Exercise input section start
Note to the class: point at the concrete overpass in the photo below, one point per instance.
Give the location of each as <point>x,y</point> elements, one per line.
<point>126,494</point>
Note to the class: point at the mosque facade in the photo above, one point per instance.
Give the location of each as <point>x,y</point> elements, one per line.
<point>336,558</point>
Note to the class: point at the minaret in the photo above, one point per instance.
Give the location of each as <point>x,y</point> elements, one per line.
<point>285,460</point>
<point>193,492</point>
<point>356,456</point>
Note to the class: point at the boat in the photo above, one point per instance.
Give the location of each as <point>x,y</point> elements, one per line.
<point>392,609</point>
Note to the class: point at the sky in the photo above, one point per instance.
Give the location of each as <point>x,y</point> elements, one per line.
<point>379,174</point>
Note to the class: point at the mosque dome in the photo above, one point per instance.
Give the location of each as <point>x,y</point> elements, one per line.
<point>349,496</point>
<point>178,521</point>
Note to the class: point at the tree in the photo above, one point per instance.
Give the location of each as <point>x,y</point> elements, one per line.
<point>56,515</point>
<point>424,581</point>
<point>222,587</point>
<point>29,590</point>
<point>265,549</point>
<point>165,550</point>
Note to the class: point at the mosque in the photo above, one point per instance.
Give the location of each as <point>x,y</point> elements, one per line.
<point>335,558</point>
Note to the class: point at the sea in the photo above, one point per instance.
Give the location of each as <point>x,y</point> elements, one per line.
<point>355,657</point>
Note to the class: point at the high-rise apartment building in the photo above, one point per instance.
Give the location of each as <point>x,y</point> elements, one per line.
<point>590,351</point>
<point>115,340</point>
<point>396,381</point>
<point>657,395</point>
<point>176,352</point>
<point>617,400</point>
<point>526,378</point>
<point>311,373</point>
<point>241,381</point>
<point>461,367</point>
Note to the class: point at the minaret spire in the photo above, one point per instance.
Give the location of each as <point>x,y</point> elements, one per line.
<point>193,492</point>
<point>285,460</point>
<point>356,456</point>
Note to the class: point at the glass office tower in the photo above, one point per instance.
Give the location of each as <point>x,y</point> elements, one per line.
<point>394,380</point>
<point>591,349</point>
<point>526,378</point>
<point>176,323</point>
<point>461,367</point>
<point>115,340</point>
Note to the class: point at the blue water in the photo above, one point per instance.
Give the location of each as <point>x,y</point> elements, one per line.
Exercise input section end
Pull out every line of the records that includes the string "above".

• _Result_
Note to the class: point at the mosque facade in the photo above, one point per instance.
Note to the class: point at the minaret in the photo above, one point per instance.
Note to the class: point at the boat in the photo above, one point per instance.
Note to the class: point at the sky in the photo above, one point per instance.
Note to the class: point at the mosque dome in the photo above, one point per instance.
Note to the class: point at the tree in the photo above, one point per instance.
Note to the class: point at the mosque in the photo above, one point per instance.
Note to the class: point at the sea in the photo above, one point per instance.
Note to the class: point at the high-rise apartment building in the photo above, one point per instance.
Note to the class: point at the minaret spire in the photo above, one point per instance.
Note to the class: point at the glass office tower in the photo above, one point per instance.
Note to the class: point at the blue water in the photo above, one point per instance.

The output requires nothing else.